Collected data
== == ==
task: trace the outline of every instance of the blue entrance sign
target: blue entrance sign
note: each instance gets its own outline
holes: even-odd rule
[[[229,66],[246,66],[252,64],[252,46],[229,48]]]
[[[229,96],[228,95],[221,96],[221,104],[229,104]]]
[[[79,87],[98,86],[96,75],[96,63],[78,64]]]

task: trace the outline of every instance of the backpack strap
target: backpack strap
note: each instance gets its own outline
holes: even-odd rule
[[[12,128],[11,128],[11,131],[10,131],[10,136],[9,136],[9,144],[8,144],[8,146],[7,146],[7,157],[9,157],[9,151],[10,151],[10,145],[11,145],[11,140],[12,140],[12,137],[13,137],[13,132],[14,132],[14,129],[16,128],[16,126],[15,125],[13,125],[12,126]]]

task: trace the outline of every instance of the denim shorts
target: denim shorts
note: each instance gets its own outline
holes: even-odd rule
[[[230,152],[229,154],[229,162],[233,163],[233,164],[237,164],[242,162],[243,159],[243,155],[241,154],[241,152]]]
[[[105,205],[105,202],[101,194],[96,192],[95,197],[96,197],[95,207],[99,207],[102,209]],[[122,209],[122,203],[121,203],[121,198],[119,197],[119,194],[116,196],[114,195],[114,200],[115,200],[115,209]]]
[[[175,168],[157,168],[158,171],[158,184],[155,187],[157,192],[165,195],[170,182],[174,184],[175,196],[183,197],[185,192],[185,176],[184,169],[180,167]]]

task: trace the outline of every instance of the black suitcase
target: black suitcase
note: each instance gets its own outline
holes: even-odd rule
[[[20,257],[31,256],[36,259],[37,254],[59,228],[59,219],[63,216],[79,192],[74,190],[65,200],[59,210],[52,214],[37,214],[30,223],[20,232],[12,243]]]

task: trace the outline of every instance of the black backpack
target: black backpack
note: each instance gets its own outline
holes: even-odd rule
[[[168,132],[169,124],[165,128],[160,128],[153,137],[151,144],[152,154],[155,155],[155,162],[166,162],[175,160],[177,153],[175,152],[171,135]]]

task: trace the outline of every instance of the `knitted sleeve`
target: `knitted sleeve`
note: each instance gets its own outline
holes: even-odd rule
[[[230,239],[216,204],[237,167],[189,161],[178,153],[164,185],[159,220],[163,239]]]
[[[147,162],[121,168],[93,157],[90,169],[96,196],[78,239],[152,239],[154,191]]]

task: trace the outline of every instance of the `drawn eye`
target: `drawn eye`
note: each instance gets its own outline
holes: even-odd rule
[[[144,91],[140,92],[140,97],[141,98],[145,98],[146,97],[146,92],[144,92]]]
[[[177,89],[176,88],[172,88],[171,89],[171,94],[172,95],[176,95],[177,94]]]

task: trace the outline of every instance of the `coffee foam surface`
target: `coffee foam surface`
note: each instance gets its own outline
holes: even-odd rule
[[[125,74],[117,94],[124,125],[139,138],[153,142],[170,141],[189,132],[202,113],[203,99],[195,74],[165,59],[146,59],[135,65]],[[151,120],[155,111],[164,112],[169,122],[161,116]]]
== == ==
Task prompt
All of the data needs to be repeated exactly.

Output of the task
task: trace the outline of every instance of the blue entrance sign
target: blue entrance sign
note: each instance gets its own outline
holes: even-odd rule
[[[229,66],[246,66],[252,64],[252,46],[229,48]]]
[[[229,96],[228,95],[221,96],[221,104],[229,104]]]
[[[79,87],[98,86],[96,75],[96,63],[78,64]]]

task: trace the outline of every instance of the backpack strap
target: backpack strap
note: each instance gets its own outline
holes: even-odd rule
[[[12,128],[11,128],[11,131],[10,131],[10,136],[9,136],[9,144],[8,144],[8,146],[7,146],[7,157],[9,157],[9,151],[10,151],[10,145],[11,145],[11,140],[12,140],[12,137],[13,137],[13,132],[14,132],[14,129],[16,128],[16,126],[15,125],[13,125],[12,126]]]

task: trace the outline of every instance of the denim shorts
target: denim shorts
note: each instance gets its own outline
holes: even-odd rule
[[[230,152],[229,154],[229,162],[233,163],[233,164],[237,164],[242,162],[243,159],[243,155],[241,154],[241,152]]]
[[[105,205],[105,202],[101,194],[96,192],[95,197],[96,197],[95,207],[99,207],[102,209]],[[122,209],[122,203],[121,203],[121,198],[119,197],[119,194],[116,196],[114,195],[114,200],[115,200],[115,209]]]
[[[175,168],[157,168],[158,171],[158,184],[155,187],[157,192],[165,195],[170,182],[174,184],[175,196],[183,197],[185,192],[185,176],[184,169],[180,167]]]

task: trace the outline of every instance of the black suitcase
target: black suitcase
note: each instance gets its own outline
holes: even-odd rule
[[[20,257],[31,256],[36,259],[37,254],[59,228],[59,219],[63,216],[79,192],[74,190],[65,200],[59,210],[52,214],[37,214],[30,223],[20,232],[12,243]]]

task: trace the outline of every instance of the black backpack
target: black backpack
note: each instance gets its own outline
holes: even-odd rule
[[[168,132],[169,124],[165,128],[160,128],[153,137],[151,144],[152,154],[155,155],[155,162],[166,162],[175,160],[177,153],[175,152],[171,135]]]

task: trace the outline of every instance of the `knitted sleeve`
target: `knitted sleeve`
note: each instance gets its own outline
holes: even-odd rule
[[[230,239],[216,204],[237,167],[189,161],[178,153],[164,185],[159,220],[163,239]]]
[[[147,162],[121,168],[93,157],[90,169],[96,196],[78,239],[152,239],[154,191]]]

task: trace the outline of every instance of the `drawn eye`
target: `drawn eye`
note: each instance gets its own outline
holes: even-odd rule
[[[144,91],[140,92],[140,97],[141,98],[145,98],[146,97],[146,92],[144,92]]]
[[[177,89],[176,88],[172,88],[171,89],[171,94],[172,95],[176,95],[177,94]]]

task: trace the outline of every instance of the `coffee foam surface`
target: `coffee foam surface`
note: each instance gets its own outline
holes: even-odd rule
[[[125,74],[117,94],[124,125],[139,138],[153,142],[170,141],[189,132],[202,113],[203,99],[195,74],[165,59],[146,59],[135,65]],[[151,120],[155,111],[164,112],[169,122],[161,116]]]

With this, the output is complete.